## Problem requirements
Both ends included, set down the lines from the line containing "Target: red siemer lettering" through the last line of the records below, without pictures.

## Data records
--*--

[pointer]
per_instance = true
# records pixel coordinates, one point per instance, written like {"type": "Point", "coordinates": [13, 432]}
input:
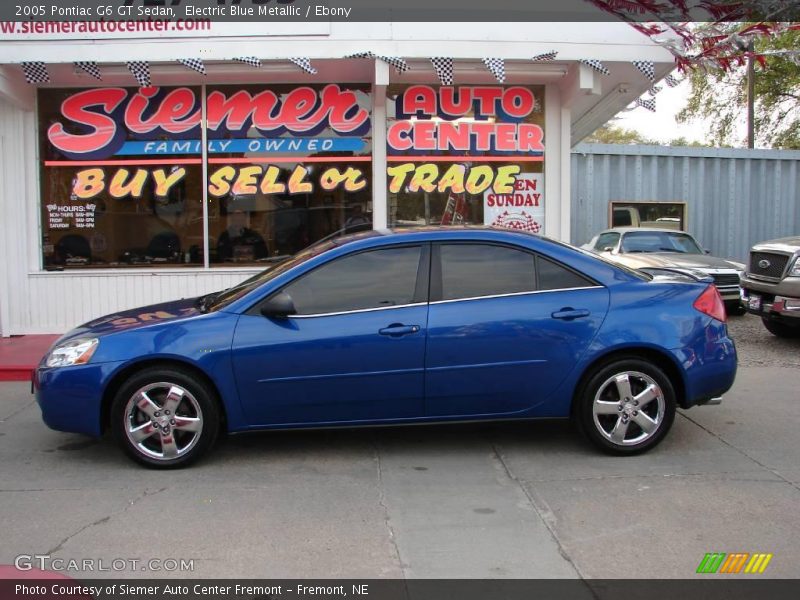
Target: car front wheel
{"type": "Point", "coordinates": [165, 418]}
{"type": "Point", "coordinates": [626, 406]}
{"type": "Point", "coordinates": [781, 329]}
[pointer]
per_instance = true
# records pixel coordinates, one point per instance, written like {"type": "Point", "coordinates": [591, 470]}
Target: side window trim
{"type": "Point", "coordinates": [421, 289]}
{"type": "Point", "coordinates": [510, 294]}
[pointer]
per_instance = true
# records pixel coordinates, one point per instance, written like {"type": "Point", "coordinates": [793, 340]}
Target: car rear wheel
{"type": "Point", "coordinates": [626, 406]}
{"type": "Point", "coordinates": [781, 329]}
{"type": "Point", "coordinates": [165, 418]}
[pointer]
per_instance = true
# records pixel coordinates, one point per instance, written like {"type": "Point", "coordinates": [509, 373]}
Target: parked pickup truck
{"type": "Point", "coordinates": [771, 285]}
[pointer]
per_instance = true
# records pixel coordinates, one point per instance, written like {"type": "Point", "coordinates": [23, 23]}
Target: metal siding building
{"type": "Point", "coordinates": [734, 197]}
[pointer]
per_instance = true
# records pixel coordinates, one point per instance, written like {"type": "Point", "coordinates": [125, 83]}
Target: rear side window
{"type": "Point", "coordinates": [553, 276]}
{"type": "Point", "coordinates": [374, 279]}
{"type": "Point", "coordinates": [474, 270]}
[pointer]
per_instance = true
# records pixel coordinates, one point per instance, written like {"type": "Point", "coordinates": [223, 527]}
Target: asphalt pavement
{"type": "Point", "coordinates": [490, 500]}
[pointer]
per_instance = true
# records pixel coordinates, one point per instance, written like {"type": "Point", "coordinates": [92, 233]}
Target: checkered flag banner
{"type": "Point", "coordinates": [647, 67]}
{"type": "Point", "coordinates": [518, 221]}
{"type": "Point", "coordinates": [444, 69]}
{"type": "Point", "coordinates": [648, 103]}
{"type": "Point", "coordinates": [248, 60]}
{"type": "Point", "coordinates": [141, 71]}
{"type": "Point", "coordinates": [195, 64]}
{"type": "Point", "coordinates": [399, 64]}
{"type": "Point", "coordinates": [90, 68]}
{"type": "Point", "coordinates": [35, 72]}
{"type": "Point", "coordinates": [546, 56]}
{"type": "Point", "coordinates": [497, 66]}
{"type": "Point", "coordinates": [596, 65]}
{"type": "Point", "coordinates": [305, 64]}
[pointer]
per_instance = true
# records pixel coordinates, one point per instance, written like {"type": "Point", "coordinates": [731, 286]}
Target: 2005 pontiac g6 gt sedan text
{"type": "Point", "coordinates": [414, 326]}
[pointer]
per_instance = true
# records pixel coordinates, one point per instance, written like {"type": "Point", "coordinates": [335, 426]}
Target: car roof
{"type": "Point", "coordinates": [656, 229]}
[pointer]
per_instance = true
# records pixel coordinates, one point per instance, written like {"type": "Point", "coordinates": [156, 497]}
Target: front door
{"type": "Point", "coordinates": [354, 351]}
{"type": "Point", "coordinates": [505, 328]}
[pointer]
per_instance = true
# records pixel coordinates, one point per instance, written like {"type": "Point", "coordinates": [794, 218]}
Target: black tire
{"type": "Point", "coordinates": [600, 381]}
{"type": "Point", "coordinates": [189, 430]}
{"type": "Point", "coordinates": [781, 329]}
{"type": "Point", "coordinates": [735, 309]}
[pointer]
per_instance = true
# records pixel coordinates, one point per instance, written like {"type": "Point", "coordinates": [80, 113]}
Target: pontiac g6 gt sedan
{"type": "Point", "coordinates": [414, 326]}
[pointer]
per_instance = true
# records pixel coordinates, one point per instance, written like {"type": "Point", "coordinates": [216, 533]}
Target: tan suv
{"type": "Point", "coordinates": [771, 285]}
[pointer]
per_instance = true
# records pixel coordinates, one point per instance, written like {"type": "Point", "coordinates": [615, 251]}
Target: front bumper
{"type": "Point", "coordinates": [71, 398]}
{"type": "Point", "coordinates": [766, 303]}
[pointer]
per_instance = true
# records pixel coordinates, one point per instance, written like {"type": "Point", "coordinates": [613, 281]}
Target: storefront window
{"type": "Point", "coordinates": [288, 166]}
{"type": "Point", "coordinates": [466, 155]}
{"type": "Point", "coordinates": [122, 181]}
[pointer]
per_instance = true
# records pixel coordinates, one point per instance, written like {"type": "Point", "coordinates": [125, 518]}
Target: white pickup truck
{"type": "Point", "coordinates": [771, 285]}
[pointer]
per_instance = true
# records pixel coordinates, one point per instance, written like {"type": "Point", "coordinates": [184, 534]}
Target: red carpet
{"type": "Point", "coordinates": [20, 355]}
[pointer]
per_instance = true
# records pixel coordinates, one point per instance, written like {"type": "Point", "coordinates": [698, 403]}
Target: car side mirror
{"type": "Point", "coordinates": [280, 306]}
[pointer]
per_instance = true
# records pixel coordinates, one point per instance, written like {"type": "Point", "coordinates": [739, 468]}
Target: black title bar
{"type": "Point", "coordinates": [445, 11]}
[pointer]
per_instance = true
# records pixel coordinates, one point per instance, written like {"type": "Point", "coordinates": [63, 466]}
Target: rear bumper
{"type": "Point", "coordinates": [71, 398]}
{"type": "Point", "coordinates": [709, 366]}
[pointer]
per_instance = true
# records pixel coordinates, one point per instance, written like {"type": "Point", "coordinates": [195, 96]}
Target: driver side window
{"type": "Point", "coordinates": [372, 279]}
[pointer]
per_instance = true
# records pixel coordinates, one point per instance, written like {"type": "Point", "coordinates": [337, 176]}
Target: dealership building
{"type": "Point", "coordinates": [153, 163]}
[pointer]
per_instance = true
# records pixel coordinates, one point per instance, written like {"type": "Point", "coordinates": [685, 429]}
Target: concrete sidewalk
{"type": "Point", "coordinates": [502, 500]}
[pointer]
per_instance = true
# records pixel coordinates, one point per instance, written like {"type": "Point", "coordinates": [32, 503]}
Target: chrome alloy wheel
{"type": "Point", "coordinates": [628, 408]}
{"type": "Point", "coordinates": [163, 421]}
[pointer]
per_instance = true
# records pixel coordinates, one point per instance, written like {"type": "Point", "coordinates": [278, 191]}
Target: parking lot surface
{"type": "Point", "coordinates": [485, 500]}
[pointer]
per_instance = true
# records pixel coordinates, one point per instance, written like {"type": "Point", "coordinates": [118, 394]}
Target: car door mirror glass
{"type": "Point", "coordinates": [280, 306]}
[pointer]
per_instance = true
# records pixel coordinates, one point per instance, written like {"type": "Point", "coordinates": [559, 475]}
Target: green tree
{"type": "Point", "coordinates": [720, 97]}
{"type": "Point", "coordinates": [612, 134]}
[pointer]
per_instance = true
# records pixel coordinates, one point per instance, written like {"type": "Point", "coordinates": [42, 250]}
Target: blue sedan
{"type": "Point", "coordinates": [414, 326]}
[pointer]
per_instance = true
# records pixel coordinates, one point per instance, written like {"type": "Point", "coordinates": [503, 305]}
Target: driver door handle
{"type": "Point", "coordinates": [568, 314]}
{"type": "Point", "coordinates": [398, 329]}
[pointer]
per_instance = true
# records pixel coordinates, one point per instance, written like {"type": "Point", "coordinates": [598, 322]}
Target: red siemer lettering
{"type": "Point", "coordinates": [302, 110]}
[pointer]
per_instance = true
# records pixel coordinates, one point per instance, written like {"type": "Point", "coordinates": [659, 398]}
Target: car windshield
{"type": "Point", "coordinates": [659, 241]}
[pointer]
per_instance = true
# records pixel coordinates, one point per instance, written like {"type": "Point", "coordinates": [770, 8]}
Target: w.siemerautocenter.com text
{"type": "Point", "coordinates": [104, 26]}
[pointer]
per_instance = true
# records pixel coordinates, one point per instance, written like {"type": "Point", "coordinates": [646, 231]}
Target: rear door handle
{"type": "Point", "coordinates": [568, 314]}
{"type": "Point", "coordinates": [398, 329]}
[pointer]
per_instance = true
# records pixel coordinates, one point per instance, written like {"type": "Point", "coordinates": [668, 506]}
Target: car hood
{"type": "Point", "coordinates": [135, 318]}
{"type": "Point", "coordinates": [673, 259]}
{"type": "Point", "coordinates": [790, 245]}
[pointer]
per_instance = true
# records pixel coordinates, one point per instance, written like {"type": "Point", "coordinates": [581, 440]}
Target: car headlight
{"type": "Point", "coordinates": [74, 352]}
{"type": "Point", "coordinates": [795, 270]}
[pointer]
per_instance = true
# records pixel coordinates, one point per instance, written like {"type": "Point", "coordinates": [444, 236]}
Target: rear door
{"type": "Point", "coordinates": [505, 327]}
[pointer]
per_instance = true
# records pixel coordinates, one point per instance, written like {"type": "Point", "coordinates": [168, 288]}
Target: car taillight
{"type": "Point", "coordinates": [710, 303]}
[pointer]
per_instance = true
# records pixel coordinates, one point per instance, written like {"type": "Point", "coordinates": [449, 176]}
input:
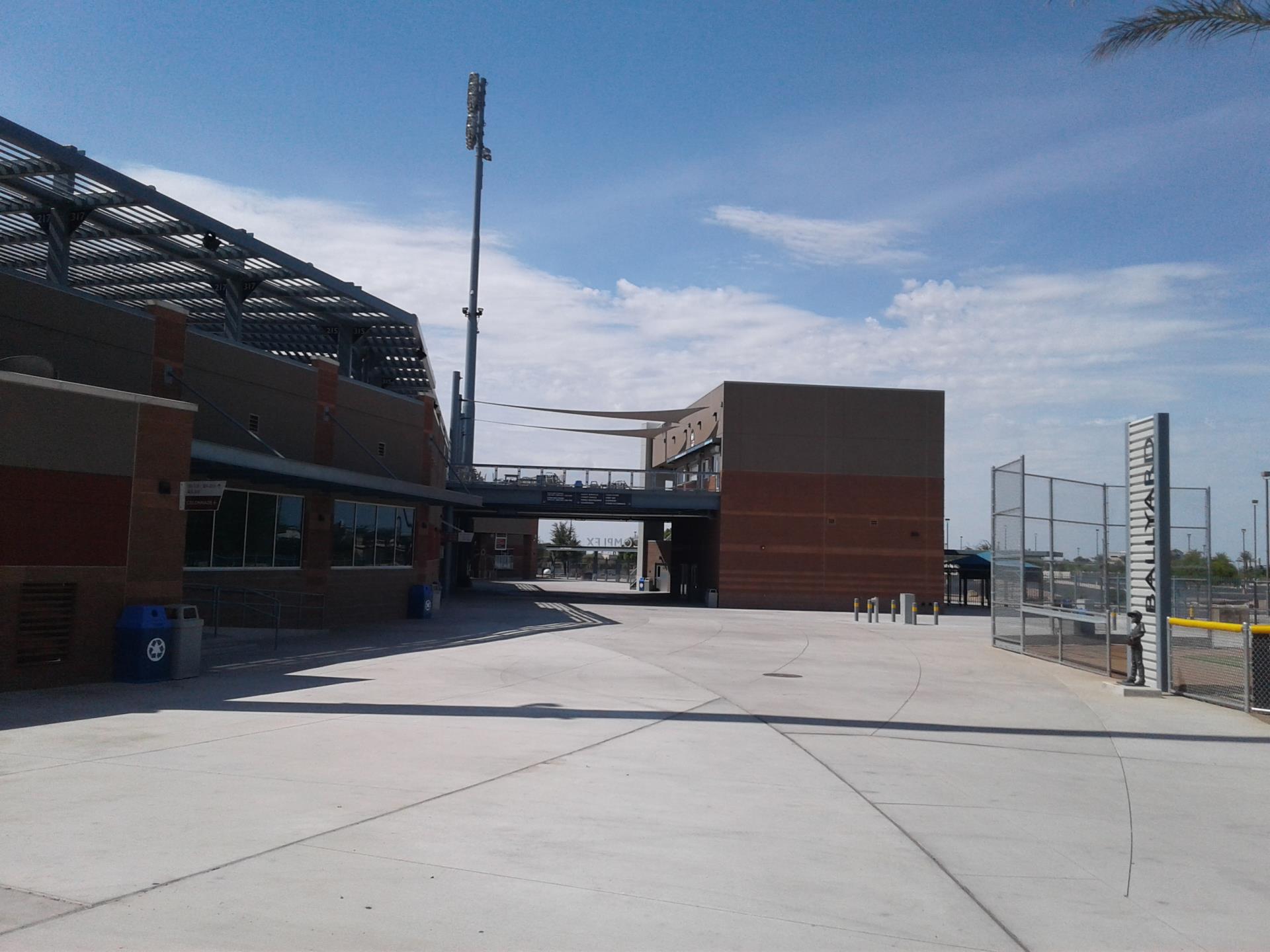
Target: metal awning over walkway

--*--

## Output for this exercise
Target: red siemer lettering
{"type": "Point", "coordinates": [302, 110]}
[pointer]
per_instance = true
# records pixel coordinates, one point per instance, written like {"type": "Point", "coordinates": [659, 398]}
Target: car windshield
{"type": "Point", "coordinates": [659, 241]}
[pointer]
per_instance = true
# records pixel coordinates, one point per instance, written like {"type": "Point", "coordinates": [770, 8]}
Target: w.siemerautocenter.com text
{"type": "Point", "coordinates": [104, 26]}
[pointer]
per_instance = true
# records pixel coordinates, one point per instance, written like {"type": "Point", "coordinates": [646, 231]}
Target: rear door handle
{"type": "Point", "coordinates": [568, 314]}
{"type": "Point", "coordinates": [398, 329]}
[pointer]
per_instance = true
# records pixel coordinates, one point per instance, written like {"type": "Point", "coordinates": [668, 506]}
Target: car hood
{"type": "Point", "coordinates": [135, 318]}
{"type": "Point", "coordinates": [673, 259]}
{"type": "Point", "coordinates": [790, 245]}
[pointer]
per_instance = true
# records pixel coordinates, one point per instance, written like {"type": "Point", "coordinates": [581, 440]}
Target: car headlight
{"type": "Point", "coordinates": [74, 352]}
{"type": "Point", "coordinates": [795, 270]}
[pointer]
per_instance = true
# records pixel coordinates, one point per instance, written like {"type": "Point", "coordinates": [444, 236]}
Target: rear door
{"type": "Point", "coordinates": [505, 327]}
[pointer]
per_instance = true
# records pixel coordinates, one point per instance, written like {"type": "Point", "coordinates": [168, 288]}
Target: car taillight
{"type": "Point", "coordinates": [710, 303]}
[pointer]
per_instance = true
# records pixel coordinates, one point per instance, written like {"type": "Point", "coordinates": [449, 176]}
input:
Target: metal awning over walkway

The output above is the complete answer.